◆ AIM:
Retype the tail of the data exactly, starting at the line containing "Return one point per instance of the long" and stopping at the last line.

◆ DATASET ROWS:
===

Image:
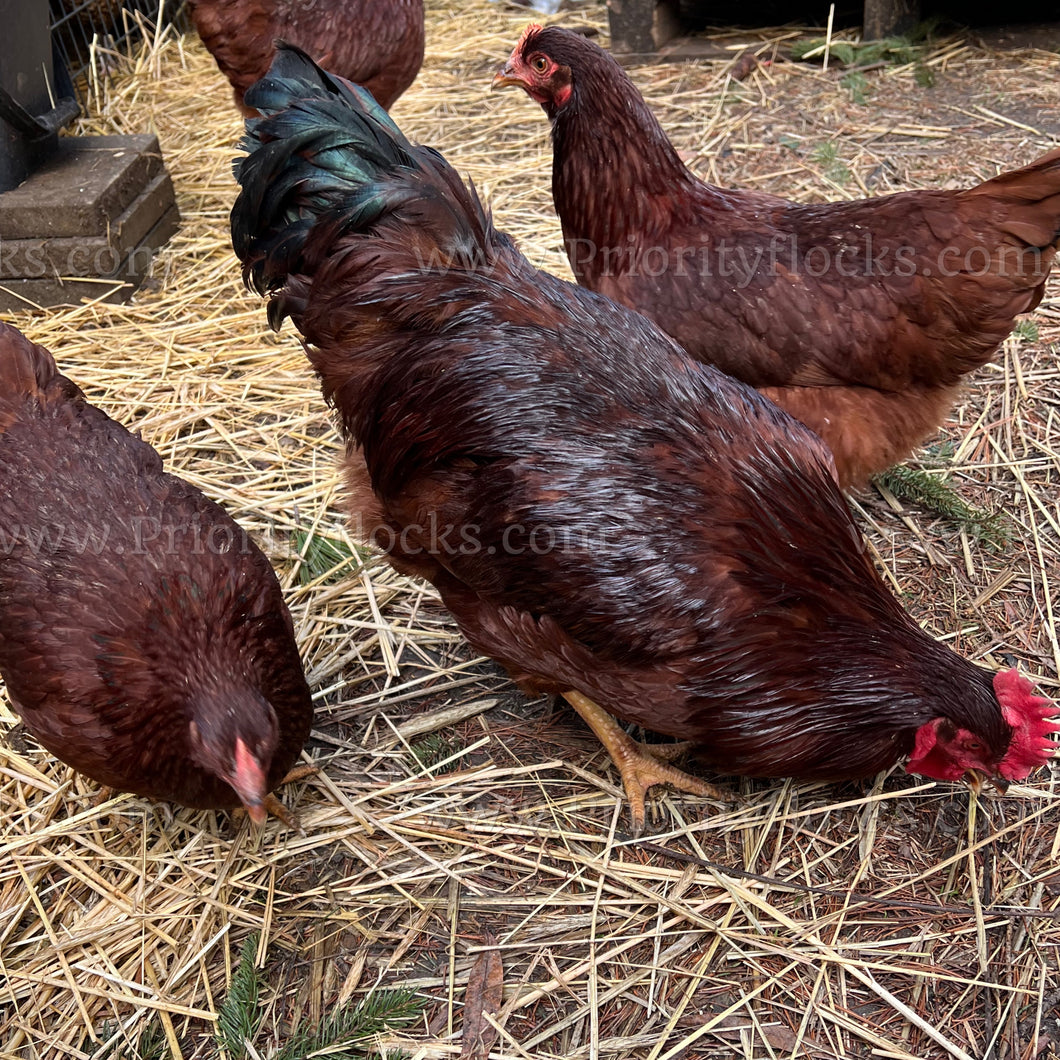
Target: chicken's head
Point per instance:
(234, 737)
(946, 752)
(536, 65)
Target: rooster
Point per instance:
(859, 318)
(377, 43)
(143, 636)
(611, 519)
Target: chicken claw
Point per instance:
(638, 763)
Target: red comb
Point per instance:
(249, 781)
(532, 29)
(1031, 720)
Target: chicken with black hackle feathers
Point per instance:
(143, 636)
(611, 519)
(859, 318)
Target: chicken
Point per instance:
(377, 43)
(143, 636)
(859, 318)
(607, 517)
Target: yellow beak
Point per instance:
(504, 77)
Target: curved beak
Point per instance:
(975, 781)
(257, 812)
(506, 76)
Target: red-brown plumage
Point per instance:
(599, 511)
(143, 636)
(377, 43)
(859, 318)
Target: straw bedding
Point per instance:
(896, 919)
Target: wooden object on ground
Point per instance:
(86, 224)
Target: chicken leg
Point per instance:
(638, 763)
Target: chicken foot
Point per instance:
(639, 764)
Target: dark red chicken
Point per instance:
(143, 636)
(604, 515)
(378, 43)
(859, 318)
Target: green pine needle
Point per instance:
(342, 1035)
(1026, 331)
(325, 558)
(151, 1045)
(431, 749)
(239, 1016)
(934, 493)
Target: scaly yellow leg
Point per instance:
(638, 763)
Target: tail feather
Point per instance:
(1031, 197)
(327, 161)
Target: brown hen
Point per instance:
(607, 517)
(378, 43)
(143, 636)
(859, 318)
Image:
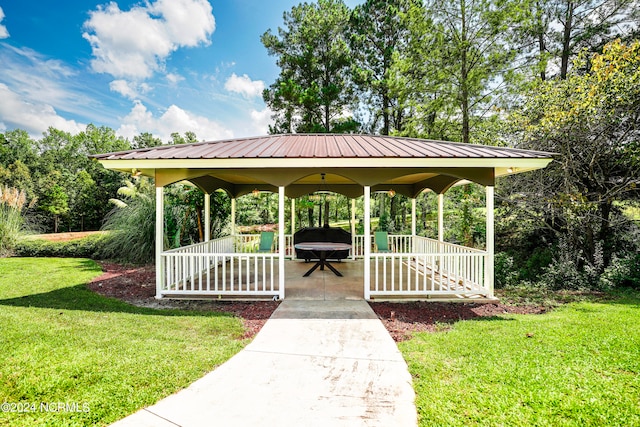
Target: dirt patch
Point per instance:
(136, 285)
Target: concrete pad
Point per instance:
(314, 363)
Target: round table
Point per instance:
(323, 250)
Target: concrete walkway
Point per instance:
(314, 363)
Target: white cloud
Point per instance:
(174, 78)
(261, 120)
(129, 90)
(174, 119)
(34, 117)
(3, 29)
(244, 85)
(135, 43)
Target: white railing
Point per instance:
(230, 266)
(221, 267)
(427, 274)
(422, 266)
(248, 243)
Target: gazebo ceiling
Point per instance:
(296, 161)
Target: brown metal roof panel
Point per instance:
(409, 147)
(356, 145)
(347, 145)
(271, 148)
(371, 146)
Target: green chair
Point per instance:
(382, 241)
(266, 241)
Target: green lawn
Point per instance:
(63, 344)
(578, 365)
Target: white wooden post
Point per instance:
(353, 229)
(441, 217)
(293, 216)
(233, 216)
(207, 217)
(413, 225)
(367, 242)
(281, 248)
(159, 241)
(489, 260)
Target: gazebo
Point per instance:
(354, 165)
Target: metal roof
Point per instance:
(325, 146)
(349, 162)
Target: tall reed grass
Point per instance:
(12, 202)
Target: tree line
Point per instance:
(553, 75)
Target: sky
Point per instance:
(157, 66)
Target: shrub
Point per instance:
(623, 272)
(132, 228)
(12, 201)
(505, 273)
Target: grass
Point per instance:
(578, 365)
(61, 343)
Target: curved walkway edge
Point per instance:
(314, 363)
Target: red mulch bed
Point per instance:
(136, 285)
(402, 319)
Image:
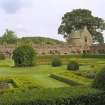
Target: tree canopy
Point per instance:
(78, 19)
(9, 37)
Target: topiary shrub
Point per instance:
(24, 56)
(2, 56)
(99, 81)
(72, 65)
(56, 61)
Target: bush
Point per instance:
(99, 81)
(56, 62)
(24, 56)
(73, 66)
(2, 56)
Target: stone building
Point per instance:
(78, 43)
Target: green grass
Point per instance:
(28, 80)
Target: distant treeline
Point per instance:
(9, 37)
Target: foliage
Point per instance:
(39, 40)
(99, 81)
(56, 61)
(65, 80)
(78, 19)
(9, 37)
(73, 65)
(24, 56)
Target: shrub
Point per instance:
(56, 61)
(72, 65)
(99, 81)
(24, 56)
(2, 56)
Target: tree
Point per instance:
(9, 37)
(24, 56)
(78, 19)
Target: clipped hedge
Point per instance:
(93, 56)
(2, 56)
(73, 65)
(24, 56)
(61, 96)
(99, 81)
(65, 80)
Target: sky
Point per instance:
(42, 17)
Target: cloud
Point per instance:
(42, 17)
(12, 6)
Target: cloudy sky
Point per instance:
(42, 17)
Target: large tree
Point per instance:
(9, 37)
(77, 19)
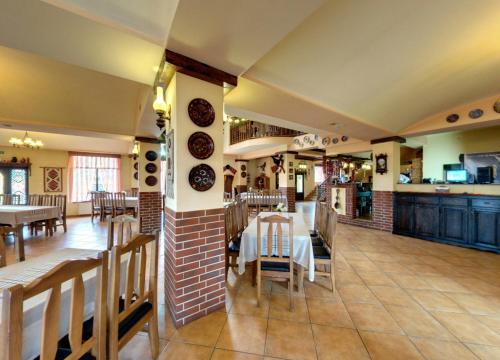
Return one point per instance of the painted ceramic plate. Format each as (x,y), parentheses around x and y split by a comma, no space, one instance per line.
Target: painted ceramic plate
(201,112)
(150,168)
(202,177)
(201,145)
(452,118)
(151,180)
(476,113)
(151,155)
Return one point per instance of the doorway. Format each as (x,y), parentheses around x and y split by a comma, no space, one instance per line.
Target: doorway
(299,187)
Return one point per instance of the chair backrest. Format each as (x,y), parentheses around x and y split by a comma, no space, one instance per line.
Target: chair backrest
(14,297)
(138,288)
(279,248)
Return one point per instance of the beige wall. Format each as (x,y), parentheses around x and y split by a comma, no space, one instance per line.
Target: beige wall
(445,148)
(55,158)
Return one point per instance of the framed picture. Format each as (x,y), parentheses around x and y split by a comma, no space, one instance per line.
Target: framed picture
(381,163)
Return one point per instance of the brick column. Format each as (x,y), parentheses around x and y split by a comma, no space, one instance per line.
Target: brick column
(149,211)
(194,263)
(290,195)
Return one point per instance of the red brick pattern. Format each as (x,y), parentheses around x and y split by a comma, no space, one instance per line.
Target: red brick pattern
(194,263)
(290,197)
(149,211)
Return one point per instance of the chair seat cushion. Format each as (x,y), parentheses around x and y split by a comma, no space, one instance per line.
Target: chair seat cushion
(274,266)
(320,252)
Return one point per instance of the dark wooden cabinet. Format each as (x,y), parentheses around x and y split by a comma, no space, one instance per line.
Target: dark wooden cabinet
(465,220)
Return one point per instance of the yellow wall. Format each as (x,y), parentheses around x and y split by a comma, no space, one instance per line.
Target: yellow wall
(54,158)
(445,148)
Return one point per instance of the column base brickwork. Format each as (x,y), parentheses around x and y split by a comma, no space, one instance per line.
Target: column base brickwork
(194,263)
(149,211)
(289,192)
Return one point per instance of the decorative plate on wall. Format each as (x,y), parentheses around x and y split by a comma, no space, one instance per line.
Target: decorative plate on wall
(151,155)
(476,113)
(496,106)
(201,112)
(202,177)
(452,118)
(151,180)
(151,168)
(201,145)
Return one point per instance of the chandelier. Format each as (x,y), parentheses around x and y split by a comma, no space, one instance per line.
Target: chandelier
(26,141)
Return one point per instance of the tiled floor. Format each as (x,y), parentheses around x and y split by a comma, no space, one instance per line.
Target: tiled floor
(398,298)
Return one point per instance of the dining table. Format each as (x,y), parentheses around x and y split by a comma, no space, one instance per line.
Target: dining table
(29,270)
(303,255)
(18,215)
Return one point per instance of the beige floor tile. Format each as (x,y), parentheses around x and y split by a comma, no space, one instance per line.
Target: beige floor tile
(176,351)
(243,333)
(393,296)
(417,322)
(204,331)
(434,300)
(233,355)
(372,318)
(477,304)
(290,340)
(387,346)
(467,329)
(485,352)
(357,294)
(328,312)
(279,309)
(139,347)
(334,343)
(439,350)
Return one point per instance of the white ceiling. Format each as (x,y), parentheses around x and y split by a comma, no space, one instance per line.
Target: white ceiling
(232,35)
(389,63)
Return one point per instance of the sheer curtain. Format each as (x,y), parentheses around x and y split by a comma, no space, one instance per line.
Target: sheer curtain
(92,172)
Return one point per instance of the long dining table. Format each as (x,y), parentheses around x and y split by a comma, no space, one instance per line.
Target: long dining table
(29,270)
(302,244)
(18,215)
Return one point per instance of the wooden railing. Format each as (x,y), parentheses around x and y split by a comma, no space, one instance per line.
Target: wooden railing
(254,130)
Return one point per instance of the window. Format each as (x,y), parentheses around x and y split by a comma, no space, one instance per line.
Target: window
(91,172)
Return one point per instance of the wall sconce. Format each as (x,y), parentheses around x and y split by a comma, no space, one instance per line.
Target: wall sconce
(161,108)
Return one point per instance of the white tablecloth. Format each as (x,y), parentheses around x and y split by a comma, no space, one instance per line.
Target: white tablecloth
(21,214)
(131,201)
(26,271)
(302,245)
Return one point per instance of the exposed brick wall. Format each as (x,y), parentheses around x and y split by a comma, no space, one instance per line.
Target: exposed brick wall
(290,196)
(382,210)
(194,263)
(150,211)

===

◆ FULL ANSWER:
Return one point per instance of the long dining table. Format each as (x,y), parentheses around x and y split by a comma, no space, one instance per line.
Target: long dining table
(29,270)
(302,244)
(18,215)
Return one point per instance of the wooden railing. Format each as (x,y), parentheses around x and y split by a comma, no space, one instance per line.
Target: wooden railing
(254,130)
Return one point per instance of the window. Format each as (x,y), parentheses around x and y split by a comma, no space, one instance per line.
Target: window
(91,172)
Return one point per instance of the wall sconce. Format each as (x,y), parentheses around x and y split by a comma, no space, one instance per line.
Target: wall sconce
(161,108)
Return one point per instance of the white tablecloth. Format each as (x,y), parentheses around x and y split by a comma, no space, one instance per line.
Target: white tablecloth
(21,214)
(131,201)
(26,271)
(302,245)
Return one point per instance of the exposed brick wall. Format each as (x,y), parentheses around x and y split by a comma, no space, one instance per line.
Target: exposed brick wall
(290,196)
(382,210)
(194,263)
(150,211)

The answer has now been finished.